[Point labeling lines]
--- BEGIN ---
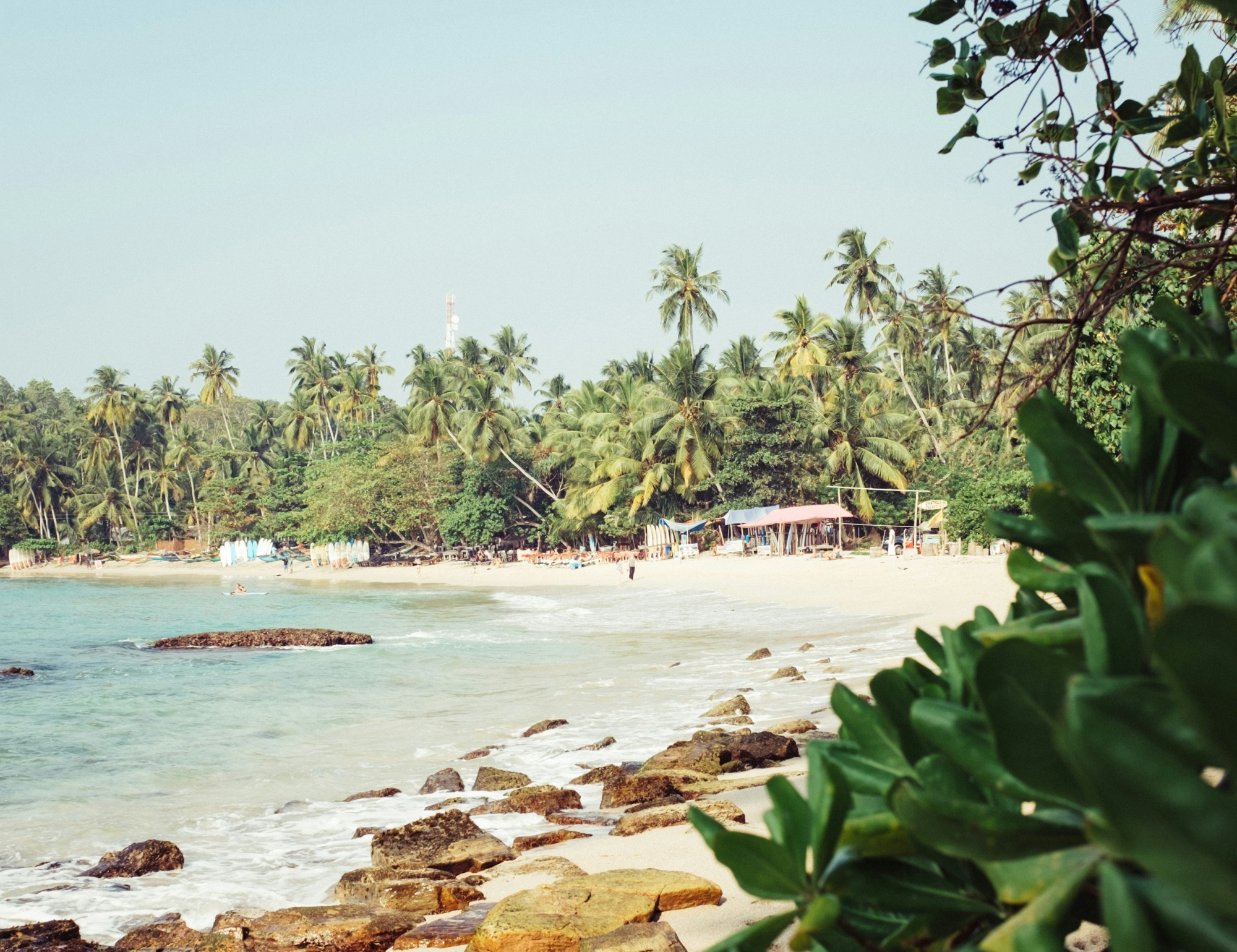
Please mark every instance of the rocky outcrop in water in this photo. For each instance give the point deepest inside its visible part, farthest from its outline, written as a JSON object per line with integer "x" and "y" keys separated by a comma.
{"x": 169, "y": 932}
{"x": 492, "y": 778}
{"x": 265, "y": 638}
{"x": 544, "y": 799}
{"x": 447, "y": 779}
{"x": 448, "y": 841}
{"x": 138, "y": 860}
{"x": 321, "y": 929}
{"x": 374, "y": 794}
{"x": 56, "y": 935}
{"x": 542, "y": 726}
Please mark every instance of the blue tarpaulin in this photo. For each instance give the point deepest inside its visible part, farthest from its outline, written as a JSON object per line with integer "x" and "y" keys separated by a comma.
{"x": 740, "y": 517}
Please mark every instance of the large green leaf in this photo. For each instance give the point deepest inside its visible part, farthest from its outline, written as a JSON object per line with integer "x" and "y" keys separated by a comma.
{"x": 1022, "y": 687}
{"x": 869, "y": 729}
{"x": 964, "y": 737}
{"x": 1203, "y": 396}
{"x": 1115, "y": 630}
{"x": 977, "y": 831}
{"x": 1141, "y": 761}
{"x": 1020, "y": 881}
{"x": 1197, "y": 650}
{"x": 894, "y": 697}
{"x": 902, "y": 887}
{"x": 1040, "y": 919}
{"x": 761, "y": 867}
{"x": 758, "y": 937}
{"x": 1078, "y": 461}
{"x": 876, "y": 835}
{"x": 1124, "y": 914}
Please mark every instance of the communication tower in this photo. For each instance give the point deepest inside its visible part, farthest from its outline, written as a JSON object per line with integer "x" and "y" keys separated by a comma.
{"x": 453, "y": 323}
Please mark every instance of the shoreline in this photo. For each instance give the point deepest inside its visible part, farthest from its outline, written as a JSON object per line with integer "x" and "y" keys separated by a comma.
{"x": 920, "y": 591}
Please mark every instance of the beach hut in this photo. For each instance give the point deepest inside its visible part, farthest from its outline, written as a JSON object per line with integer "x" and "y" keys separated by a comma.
{"x": 797, "y": 526}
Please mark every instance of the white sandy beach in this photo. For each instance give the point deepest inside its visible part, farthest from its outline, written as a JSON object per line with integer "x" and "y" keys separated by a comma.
{"x": 921, "y": 590}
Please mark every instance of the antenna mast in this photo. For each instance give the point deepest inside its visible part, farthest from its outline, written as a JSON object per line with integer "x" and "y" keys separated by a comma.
{"x": 453, "y": 323}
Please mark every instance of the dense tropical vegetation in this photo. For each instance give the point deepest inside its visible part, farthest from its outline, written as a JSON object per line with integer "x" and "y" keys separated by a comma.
{"x": 875, "y": 397}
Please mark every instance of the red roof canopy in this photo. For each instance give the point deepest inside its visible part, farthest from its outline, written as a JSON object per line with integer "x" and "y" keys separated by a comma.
{"x": 802, "y": 513}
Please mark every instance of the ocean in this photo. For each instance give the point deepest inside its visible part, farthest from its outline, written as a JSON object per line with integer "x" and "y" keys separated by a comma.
{"x": 243, "y": 757}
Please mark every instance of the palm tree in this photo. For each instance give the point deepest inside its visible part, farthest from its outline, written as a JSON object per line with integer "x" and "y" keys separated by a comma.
{"x": 511, "y": 359}
{"x": 170, "y": 401}
{"x": 111, "y": 405}
{"x": 802, "y": 353}
{"x": 742, "y": 361}
{"x": 860, "y": 431}
{"x": 488, "y": 428}
{"x": 220, "y": 379}
{"x": 687, "y": 292}
{"x": 942, "y": 299}
{"x": 864, "y": 278}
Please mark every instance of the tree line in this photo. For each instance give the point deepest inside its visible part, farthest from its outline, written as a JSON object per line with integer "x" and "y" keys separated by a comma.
{"x": 876, "y": 397}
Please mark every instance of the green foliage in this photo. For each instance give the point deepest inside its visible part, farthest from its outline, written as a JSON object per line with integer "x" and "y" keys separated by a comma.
{"x": 769, "y": 458}
{"x": 13, "y": 527}
{"x": 1052, "y": 770}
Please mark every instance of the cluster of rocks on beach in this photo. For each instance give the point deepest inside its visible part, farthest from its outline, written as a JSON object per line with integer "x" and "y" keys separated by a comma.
{"x": 426, "y": 883}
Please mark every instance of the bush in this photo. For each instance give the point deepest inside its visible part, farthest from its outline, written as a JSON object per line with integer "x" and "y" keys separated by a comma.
{"x": 1052, "y": 770}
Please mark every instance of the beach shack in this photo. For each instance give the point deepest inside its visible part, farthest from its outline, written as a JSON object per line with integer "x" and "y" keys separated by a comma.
{"x": 800, "y": 528}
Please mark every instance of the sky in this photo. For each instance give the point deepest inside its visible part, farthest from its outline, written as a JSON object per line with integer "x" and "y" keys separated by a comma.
{"x": 243, "y": 174}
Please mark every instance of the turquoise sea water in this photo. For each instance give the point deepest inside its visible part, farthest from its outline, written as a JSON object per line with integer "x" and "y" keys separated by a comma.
{"x": 242, "y": 757}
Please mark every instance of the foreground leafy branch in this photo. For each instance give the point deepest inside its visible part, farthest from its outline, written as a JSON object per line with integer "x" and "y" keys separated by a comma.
{"x": 1072, "y": 762}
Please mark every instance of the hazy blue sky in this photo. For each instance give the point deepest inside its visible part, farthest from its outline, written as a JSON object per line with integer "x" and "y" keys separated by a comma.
{"x": 246, "y": 173}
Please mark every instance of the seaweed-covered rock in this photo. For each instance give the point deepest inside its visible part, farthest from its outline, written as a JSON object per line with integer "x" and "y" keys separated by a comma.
{"x": 533, "y": 800}
{"x": 492, "y": 778}
{"x": 265, "y": 638}
{"x": 138, "y": 860}
{"x": 446, "y": 781}
{"x": 374, "y": 794}
{"x": 448, "y": 841}
{"x": 542, "y": 726}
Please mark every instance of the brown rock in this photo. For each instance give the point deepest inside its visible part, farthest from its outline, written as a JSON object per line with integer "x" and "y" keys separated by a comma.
{"x": 533, "y": 800}
{"x": 599, "y": 745}
{"x": 542, "y": 726}
{"x": 481, "y": 752}
{"x": 56, "y": 935}
{"x": 636, "y": 789}
{"x": 374, "y": 794}
{"x": 582, "y": 818}
{"x": 137, "y": 860}
{"x": 638, "y": 938}
{"x": 169, "y": 932}
{"x": 456, "y": 930}
{"x": 492, "y": 778}
{"x": 795, "y": 726}
{"x": 525, "y": 844}
{"x": 660, "y": 802}
{"x": 447, "y": 781}
{"x": 670, "y": 890}
{"x": 447, "y": 841}
{"x": 735, "y": 705}
{"x": 633, "y": 824}
{"x": 265, "y": 638}
{"x": 328, "y": 929}
{"x": 556, "y": 918}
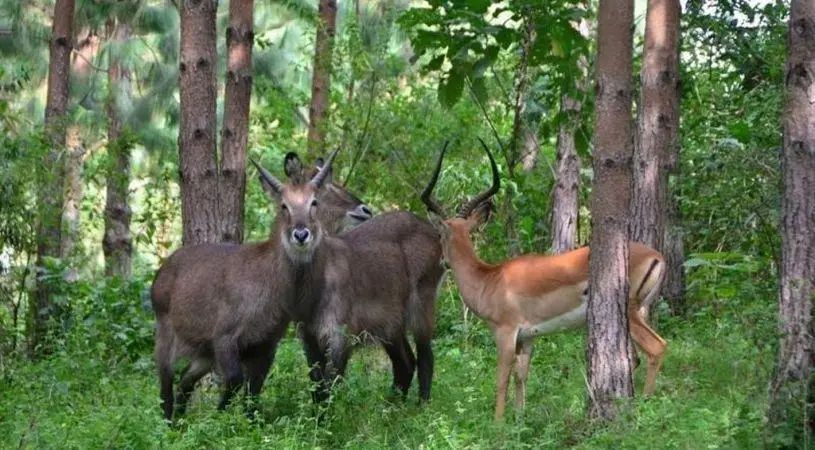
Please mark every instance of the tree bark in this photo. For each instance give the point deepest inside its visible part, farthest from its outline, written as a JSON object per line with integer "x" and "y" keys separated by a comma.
{"x": 117, "y": 243}
{"x": 566, "y": 202}
{"x": 566, "y": 195}
{"x": 520, "y": 128}
{"x": 74, "y": 191}
{"x": 658, "y": 122}
{"x": 673, "y": 289}
{"x": 607, "y": 345}
{"x": 790, "y": 409}
{"x": 235, "y": 137}
{"x": 321, "y": 77}
{"x": 196, "y": 139}
{"x": 50, "y": 193}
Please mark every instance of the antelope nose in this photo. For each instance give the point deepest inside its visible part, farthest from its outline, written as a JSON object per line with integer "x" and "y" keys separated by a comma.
{"x": 364, "y": 211}
{"x": 301, "y": 235}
--- END ---
▶ **TASK DESCRIPTION**: Reproduce every one of the lines above word for word, omitting the pictures.

▶ **RESULT OF THE EXERCISE**:
Please mark every instance of the rocky outcrop in water in this photo. For each instance give the point deepest inside its visible part, farthest from its outline, written as a JSON object per line with integer "x" and "y" keys separated by a comma.
{"x": 169, "y": 932}
{"x": 492, "y": 778}
{"x": 265, "y": 638}
{"x": 544, "y": 799}
{"x": 447, "y": 779}
{"x": 448, "y": 841}
{"x": 138, "y": 860}
{"x": 321, "y": 929}
{"x": 374, "y": 794}
{"x": 56, "y": 935}
{"x": 542, "y": 726}
Please mark every instance of the blue tarpaulin in this photo. For each instance give the point deepest inside its visible part, farthest from its outline, written as a JSON object per line with integer "x" and "y" keys separated by a comma.
{"x": 740, "y": 517}
Please mark every instance of the large green leaf in this photo. For each instance give the point deepest inside its visible part, farthest from its outline, written as a JSON object per line with integer "x" and "y" keys separated by a comma.
{"x": 1022, "y": 687}
{"x": 869, "y": 729}
{"x": 964, "y": 737}
{"x": 1203, "y": 396}
{"x": 1115, "y": 630}
{"x": 977, "y": 831}
{"x": 1141, "y": 761}
{"x": 1020, "y": 881}
{"x": 1197, "y": 650}
{"x": 894, "y": 697}
{"x": 902, "y": 887}
{"x": 1040, "y": 919}
{"x": 761, "y": 867}
{"x": 758, "y": 937}
{"x": 1078, "y": 461}
{"x": 876, "y": 835}
{"x": 1124, "y": 914}
Please mark every instance of the communication tower in this photo. For each instance give the point deepest inside its visible part, farthest from its outline, written as a JSON object per line with integer "x" and "y" keys separated by a comma.
{"x": 453, "y": 323}
Please mark every instance of the shoreline in this photo. For each instance give the point deepest inside its visible part, farthest from its outline, written as a JSON object per line with integer "x" and "y" keys separated by a comma.
{"x": 920, "y": 591}
Please mark every instance of the beach hut in this photo. For each instance give the point deepest inside its visible part, farthest from its outline, written as a JSON object per line with integer "x" and "y" keys separated by a comma.
{"x": 797, "y": 526}
Please mark every instance of the white sandy beach in this photo. For each instance give the point deepest inside its visible part, farthest from its outline, written as a JSON object per line with integer "x" and "y" keys separated by a comma.
{"x": 921, "y": 590}
Please mark every instance of the antenna mast in this photo. For each instance give the point deepest inside its visible part, farthest from its outline, written as a JSON object per line with integer "x" and "y" keys separated by a comma.
{"x": 453, "y": 323}
Please mark every instance of the dense tropical vegetation in this photo. For each instance give the point deepest inside its visible part, farthest from its outline, written as a JSON object per line with integer "x" and "y" keys separated by a comma.
{"x": 875, "y": 397}
Please mark every instance of the red roof canopy in this photo. For each instance give the point deepest inside its visible part, farthest from its outline, written as a JSON object per line with integer "x" and "y" keys separated by a comma.
{"x": 802, "y": 513}
Please mark every instance of the ocean in this photo. For each instance give the point deepest inside its visible part, farthest from its outline, written as a JSON object per line with integer "x" and "y" keys separated by a comma.
{"x": 243, "y": 757}
Please mark every instance of the palm tree in this photo. For each instance give the point deepest inside its visible part, farthest from its outline, written as a JSON object per line with integer "x" and "y" keys separated by a comma.
{"x": 511, "y": 359}
{"x": 170, "y": 401}
{"x": 111, "y": 405}
{"x": 802, "y": 353}
{"x": 742, "y": 361}
{"x": 860, "y": 431}
{"x": 488, "y": 428}
{"x": 220, "y": 379}
{"x": 687, "y": 292}
{"x": 942, "y": 299}
{"x": 864, "y": 278}
Please mark every instance of the tree line in this photo. For each instance give the point deepest inside its visible part, farthest from its outline, written as a JSON object per line with integer "x" and "y" keys separated by a comma.
{"x": 876, "y": 397}
Please mark every instance of the green foliage in this photo. For each instance give the point deepest inside its visible part, farthest from its outline, written as a JSON object per line with integer "x" and "y" keys separated by a comma.
{"x": 769, "y": 458}
{"x": 13, "y": 527}
{"x": 1052, "y": 770}
Please mark every instance of the cluster of rocks on beach in this photo. For each instance give the point deepest inside its visible part, farthest from its outline, written as a JSON object per line with integer "x" and "y" keys separated by a comma.
{"x": 426, "y": 883}
Please mark every instance of the bush in this photo. For each instance give the point deepest inside its visible part, farthest from its outline, written as a JSON object per line with integer "x" and "y" keys separated by a comma.
{"x": 1052, "y": 770}
Please mark every instance of the beach shack in this photo. For each instance give the point deepest inside its visible part, farthest from its outline, written as a JSON object per line with integer "x" and "y" keys separated by a comma.
{"x": 800, "y": 528}
Please mark every instance of the sky in this photo. For each instance give the point deepest inside its visible part, farthest from its outline, written as a JSON object per line with integer "x" and "y" keys separated by a comma.
{"x": 243, "y": 174}
Please mark every instance of the turquoise sea water in this photo. For each instance give the point deepest inside its visible part, farthest from its outline, written as a JSON object per line with integer "x" and "y" keys separated by a comma.
{"x": 242, "y": 757}
Please mark every instance of the foreground leafy branch in this photo. For each instance give the point deepest inside its visible part, farthest from its outline, written as a JSON object per line with integer "x" and "y" keys separated by a comma.
{"x": 1072, "y": 762}
Please mark every instance of the hazy blue sky in this photo. For each instance give the point deepest inside its visible part, farthest from its outline, written as a JSON object per line with integer "x" and "y" keys separated by a comma.
{"x": 246, "y": 173}
Please mark every instance of the seaweed-covered rock in this photo. For each instance give the point deepest inside its visible part, farthest from its outline, written as a JSON object per line with integer "x" and "y" keys separated by a comma.
{"x": 533, "y": 800}
{"x": 492, "y": 778}
{"x": 265, "y": 638}
{"x": 138, "y": 860}
{"x": 446, "y": 781}
{"x": 374, "y": 794}
{"x": 448, "y": 841}
{"x": 542, "y": 726}
Please mark every instance of the brown rock in this photo. For each instance give the point deepest inside its visible part, farthest from its outline, written as a JSON object per line with integer "x" and "y" keys separated by a comma.
{"x": 533, "y": 800}
{"x": 599, "y": 745}
{"x": 542, "y": 726}
{"x": 481, "y": 752}
{"x": 56, "y": 935}
{"x": 636, "y": 789}
{"x": 374, "y": 794}
{"x": 582, "y": 818}
{"x": 137, "y": 860}
{"x": 638, "y": 938}
{"x": 169, "y": 932}
{"x": 456, "y": 930}
{"x": 492, "y": 778}
{"x": 795, "y": 726}
{"x": 525, "y": 844}
{"x": 660, "y": 802}
{"x": 447, "y": 781}
{"x": 670, "y": 890}
{"x": 447, "y": 841}
{"x": 735, "y": 705}
{"x": 633, "y": 824}
{"x": 265, "y": 638}
{"x": 328, "y": 929}
{"x": 556, "y": 918}
Please mark every instance of the tree bark in this photo. For each instance give the point deepest inside its visible part, farthest from its outline, written as a JSON object per line with integer "x" and "y" keys separated by a comma.
{"x": 117, "y": 243}
{"x": 566, "y": 202}
{"x": 566, "y": 195}
{"x": 520, "y": 128}
{"x": 74, "y": 191}
{"x": 658, "y": 122}
{"x": 673, "y": 289}
{"x": 607, "y": 345}
{"x": 790, "y": 409}
{"x": 235, "y": 137}
{"x": 321, "y": 77}
{"x": 196, "y": 139}
{"x": 50, "y": 193}
Please mark every instance of the antelope nose in this photo. For each instance give the point deepest inside its visible part, farthest from its outline, written as a JSON object per line with integer "x" and "y" keys separated by a comma.
{"x": 364, "y": 211}
{"x": 301, "y": 235}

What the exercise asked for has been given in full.